Can you return, unchanged and in full, everything from the line that contains "Draw the outline of every instance of the hill." down to the line that contains "[[[195,79],[215,89],[223,103],[248,127],[250,125],[250,51]]]", with both of those lines included?

— start of Exercise inputs —

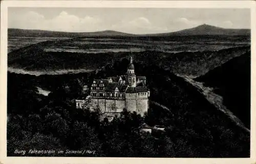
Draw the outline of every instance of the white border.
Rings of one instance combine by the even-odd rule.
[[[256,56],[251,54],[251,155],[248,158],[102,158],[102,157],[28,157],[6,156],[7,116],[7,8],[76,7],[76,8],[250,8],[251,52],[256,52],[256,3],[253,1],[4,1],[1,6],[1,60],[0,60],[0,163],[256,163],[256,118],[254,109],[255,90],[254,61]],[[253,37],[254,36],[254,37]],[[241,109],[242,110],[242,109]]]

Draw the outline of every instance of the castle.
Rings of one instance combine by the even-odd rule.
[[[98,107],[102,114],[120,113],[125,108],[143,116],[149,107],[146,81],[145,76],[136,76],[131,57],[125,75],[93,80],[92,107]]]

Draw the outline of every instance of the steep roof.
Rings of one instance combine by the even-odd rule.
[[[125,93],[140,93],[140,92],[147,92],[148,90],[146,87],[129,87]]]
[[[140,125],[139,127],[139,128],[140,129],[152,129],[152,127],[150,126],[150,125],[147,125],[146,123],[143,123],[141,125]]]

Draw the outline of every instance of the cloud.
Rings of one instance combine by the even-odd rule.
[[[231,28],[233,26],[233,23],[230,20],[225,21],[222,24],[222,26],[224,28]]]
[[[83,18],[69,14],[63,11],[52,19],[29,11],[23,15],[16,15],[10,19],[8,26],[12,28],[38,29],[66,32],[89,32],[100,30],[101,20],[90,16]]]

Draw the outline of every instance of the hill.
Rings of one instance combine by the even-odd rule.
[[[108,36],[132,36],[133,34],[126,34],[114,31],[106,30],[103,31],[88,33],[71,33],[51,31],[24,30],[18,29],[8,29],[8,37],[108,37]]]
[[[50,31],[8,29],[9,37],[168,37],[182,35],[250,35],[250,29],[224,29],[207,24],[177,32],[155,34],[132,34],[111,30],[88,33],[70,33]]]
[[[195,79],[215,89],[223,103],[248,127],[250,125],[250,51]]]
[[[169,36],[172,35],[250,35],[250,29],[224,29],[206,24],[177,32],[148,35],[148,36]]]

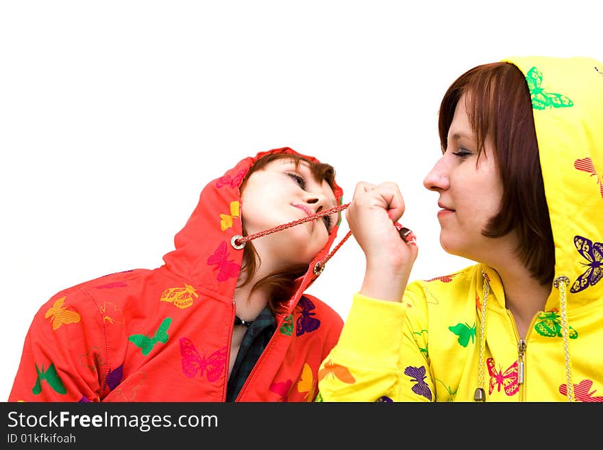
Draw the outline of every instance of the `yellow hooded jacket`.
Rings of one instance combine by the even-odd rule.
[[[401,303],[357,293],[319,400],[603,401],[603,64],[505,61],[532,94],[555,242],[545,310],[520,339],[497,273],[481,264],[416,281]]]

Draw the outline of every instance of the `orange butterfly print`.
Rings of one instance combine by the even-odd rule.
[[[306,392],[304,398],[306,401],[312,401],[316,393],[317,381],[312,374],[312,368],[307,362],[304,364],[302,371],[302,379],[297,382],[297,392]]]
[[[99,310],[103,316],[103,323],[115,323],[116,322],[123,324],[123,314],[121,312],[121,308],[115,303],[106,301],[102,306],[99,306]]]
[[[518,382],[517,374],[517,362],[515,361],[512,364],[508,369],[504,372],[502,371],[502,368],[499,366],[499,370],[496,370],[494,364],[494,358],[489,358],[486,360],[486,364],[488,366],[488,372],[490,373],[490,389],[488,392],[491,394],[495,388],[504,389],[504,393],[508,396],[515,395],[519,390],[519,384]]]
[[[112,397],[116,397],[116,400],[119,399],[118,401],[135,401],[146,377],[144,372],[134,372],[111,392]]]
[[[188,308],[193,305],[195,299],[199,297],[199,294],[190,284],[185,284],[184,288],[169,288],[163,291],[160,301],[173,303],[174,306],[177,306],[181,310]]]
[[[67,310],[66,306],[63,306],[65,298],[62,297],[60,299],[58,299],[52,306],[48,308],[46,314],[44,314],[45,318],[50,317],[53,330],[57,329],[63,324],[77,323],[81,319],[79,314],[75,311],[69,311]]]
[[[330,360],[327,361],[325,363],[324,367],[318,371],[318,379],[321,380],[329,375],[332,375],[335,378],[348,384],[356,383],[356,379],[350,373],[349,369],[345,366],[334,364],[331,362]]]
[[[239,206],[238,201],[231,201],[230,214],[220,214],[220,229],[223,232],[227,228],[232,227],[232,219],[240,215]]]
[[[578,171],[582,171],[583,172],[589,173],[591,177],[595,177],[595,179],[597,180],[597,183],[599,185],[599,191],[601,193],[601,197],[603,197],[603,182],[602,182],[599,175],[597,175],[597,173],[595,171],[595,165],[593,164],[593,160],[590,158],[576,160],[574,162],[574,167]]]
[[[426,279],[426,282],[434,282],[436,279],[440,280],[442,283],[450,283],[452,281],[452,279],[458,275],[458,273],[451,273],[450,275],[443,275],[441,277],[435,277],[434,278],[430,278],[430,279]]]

— end of Exercise inputs —
— start of Exercise inputs —

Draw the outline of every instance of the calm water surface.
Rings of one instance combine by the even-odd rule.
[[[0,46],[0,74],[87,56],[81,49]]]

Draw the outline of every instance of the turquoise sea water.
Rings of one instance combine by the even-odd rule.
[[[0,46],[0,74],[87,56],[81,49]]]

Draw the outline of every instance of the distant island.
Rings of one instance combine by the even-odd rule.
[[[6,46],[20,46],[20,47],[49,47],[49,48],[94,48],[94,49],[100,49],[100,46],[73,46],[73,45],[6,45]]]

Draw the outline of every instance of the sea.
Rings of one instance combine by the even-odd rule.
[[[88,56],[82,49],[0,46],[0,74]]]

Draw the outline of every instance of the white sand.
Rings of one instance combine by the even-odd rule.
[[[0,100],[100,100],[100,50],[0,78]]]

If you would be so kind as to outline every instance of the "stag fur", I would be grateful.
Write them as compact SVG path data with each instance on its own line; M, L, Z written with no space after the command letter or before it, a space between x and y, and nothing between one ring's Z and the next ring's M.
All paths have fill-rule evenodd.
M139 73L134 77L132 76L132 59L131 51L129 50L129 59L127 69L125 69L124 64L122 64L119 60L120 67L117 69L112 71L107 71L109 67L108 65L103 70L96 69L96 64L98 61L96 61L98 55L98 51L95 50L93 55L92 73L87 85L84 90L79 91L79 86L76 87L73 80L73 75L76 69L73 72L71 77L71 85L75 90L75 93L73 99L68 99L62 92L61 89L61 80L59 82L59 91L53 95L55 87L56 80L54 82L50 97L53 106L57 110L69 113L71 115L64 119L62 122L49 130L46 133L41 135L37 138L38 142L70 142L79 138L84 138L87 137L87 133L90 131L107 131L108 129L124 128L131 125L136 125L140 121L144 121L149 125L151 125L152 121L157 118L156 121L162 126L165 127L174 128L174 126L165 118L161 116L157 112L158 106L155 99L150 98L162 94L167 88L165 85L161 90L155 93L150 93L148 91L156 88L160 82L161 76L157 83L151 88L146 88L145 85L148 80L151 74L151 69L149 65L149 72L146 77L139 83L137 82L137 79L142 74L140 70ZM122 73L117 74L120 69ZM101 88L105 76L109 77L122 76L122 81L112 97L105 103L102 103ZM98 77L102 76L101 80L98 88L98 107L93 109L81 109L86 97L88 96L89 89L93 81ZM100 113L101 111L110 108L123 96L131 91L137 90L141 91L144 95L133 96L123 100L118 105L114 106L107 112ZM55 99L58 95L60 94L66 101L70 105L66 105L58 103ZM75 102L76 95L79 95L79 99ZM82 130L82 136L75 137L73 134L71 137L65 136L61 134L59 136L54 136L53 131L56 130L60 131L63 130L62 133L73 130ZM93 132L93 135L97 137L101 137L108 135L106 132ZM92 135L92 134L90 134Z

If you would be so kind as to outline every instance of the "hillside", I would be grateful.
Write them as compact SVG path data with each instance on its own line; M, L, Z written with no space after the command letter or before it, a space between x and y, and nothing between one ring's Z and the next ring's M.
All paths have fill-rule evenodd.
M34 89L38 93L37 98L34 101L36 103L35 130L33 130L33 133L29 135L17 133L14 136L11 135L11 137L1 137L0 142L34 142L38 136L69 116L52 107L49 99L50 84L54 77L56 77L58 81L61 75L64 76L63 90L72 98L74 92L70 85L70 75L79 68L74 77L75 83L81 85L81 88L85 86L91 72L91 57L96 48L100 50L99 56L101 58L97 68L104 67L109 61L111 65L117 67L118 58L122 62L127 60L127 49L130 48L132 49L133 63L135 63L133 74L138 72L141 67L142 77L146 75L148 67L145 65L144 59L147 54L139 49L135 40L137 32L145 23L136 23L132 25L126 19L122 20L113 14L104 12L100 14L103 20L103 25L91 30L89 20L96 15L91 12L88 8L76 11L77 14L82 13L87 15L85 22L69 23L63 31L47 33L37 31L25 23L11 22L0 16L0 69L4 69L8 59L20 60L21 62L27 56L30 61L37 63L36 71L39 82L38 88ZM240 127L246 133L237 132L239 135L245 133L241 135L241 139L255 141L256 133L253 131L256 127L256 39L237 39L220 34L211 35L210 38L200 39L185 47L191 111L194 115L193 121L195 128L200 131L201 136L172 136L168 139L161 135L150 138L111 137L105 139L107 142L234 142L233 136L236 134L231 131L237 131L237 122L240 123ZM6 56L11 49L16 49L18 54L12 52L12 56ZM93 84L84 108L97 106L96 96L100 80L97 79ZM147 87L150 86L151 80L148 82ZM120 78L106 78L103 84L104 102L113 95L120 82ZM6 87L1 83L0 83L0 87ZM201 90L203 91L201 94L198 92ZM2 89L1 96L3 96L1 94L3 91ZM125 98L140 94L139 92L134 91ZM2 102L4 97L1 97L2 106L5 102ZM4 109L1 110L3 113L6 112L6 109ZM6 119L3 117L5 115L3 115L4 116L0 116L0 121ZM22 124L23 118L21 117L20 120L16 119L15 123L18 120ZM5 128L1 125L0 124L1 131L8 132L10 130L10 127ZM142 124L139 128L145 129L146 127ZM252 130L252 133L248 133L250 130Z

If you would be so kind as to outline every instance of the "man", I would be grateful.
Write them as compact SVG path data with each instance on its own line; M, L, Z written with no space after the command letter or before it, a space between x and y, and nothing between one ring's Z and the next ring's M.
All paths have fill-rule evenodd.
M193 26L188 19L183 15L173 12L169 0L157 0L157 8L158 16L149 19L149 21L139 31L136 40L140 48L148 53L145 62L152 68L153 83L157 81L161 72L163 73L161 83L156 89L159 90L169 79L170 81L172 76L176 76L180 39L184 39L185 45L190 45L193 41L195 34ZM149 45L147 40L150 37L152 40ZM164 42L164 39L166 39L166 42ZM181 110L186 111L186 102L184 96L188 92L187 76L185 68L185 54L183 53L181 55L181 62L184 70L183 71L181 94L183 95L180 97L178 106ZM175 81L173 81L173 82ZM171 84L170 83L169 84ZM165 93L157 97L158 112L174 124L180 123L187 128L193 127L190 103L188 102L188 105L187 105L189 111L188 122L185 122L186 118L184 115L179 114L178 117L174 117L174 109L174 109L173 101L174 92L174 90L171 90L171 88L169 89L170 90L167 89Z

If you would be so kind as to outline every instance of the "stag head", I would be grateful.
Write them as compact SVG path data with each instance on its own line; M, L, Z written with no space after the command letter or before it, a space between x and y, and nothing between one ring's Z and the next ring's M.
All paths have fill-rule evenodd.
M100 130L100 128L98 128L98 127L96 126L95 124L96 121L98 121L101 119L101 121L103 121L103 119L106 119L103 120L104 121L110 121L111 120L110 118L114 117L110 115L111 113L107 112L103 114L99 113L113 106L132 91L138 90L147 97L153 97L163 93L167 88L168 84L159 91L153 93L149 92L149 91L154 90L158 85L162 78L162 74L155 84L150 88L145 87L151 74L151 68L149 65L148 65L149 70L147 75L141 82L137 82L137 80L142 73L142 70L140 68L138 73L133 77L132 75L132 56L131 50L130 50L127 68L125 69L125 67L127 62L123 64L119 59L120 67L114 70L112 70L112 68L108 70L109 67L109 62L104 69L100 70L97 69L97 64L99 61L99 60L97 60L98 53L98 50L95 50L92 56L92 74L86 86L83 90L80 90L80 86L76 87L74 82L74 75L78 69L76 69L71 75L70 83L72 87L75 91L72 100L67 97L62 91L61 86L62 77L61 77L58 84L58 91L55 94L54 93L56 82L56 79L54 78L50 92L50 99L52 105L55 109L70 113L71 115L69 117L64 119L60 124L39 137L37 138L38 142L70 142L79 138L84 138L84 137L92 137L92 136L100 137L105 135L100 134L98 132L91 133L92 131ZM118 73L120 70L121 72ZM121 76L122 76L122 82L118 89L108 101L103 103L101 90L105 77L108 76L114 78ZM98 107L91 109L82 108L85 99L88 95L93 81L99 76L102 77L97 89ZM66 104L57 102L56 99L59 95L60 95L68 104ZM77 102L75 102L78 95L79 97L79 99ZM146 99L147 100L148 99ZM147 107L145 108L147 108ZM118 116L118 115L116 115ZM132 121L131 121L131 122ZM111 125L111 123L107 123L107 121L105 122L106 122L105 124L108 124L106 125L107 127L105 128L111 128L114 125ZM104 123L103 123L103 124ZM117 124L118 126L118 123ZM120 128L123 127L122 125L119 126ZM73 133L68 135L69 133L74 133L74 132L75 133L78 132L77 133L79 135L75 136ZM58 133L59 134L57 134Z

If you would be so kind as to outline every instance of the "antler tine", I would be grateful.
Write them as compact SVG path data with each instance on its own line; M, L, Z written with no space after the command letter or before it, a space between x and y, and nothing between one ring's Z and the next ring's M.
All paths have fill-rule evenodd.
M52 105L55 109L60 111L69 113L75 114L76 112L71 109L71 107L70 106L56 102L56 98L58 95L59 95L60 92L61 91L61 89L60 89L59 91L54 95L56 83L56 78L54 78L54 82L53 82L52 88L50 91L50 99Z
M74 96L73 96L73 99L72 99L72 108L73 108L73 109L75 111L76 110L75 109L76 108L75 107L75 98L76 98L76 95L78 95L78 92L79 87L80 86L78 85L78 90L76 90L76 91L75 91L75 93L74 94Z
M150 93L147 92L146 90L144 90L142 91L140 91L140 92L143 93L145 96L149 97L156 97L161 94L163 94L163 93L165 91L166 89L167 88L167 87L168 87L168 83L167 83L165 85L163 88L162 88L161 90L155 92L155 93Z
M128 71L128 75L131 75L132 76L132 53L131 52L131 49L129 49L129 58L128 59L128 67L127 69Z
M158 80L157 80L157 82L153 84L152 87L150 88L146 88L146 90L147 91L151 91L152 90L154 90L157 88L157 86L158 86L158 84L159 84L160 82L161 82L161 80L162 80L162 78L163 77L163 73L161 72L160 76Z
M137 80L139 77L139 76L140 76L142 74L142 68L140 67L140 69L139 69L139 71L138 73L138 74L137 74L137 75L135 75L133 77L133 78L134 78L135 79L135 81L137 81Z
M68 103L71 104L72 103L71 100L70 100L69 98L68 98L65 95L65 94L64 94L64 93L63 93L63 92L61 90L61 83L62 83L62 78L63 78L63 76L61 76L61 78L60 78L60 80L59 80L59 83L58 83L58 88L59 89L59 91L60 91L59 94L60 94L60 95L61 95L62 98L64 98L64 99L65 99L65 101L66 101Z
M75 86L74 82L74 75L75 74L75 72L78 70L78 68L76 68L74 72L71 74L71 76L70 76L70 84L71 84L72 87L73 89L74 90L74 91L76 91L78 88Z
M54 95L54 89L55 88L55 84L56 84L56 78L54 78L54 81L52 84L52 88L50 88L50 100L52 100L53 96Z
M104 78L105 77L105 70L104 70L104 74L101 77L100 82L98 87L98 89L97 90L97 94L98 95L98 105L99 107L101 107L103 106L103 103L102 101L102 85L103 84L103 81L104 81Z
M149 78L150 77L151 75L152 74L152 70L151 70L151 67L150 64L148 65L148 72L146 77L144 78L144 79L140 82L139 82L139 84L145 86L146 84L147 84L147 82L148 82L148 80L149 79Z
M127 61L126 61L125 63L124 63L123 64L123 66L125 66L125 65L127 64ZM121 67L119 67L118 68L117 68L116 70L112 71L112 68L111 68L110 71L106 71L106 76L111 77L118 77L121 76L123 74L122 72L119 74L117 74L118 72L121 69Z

— end of Exercise inputs —

▸ **Complete output**
Draw the outline of every instance of the hill.
Rings of one instance combine by the even-odd rule.
[[[108,36],[132,36],[133,34],[126,34],[114,31],[106,30],[103,31],[88,33],[71,33],[51,31],[24,30],[18,29],[8,29],[8,37],[108,37]]]
[[[50,31],[8,29],[9,37],[168,37],[182,35],[250,35],[250,29],[224,29],[207,24],[177,32],[155,34],[132,34],[111,30],[88,33],[70,33]]]
[[[195,79],[215,89],[223,103],[248,127],[250,125],[250,51]]]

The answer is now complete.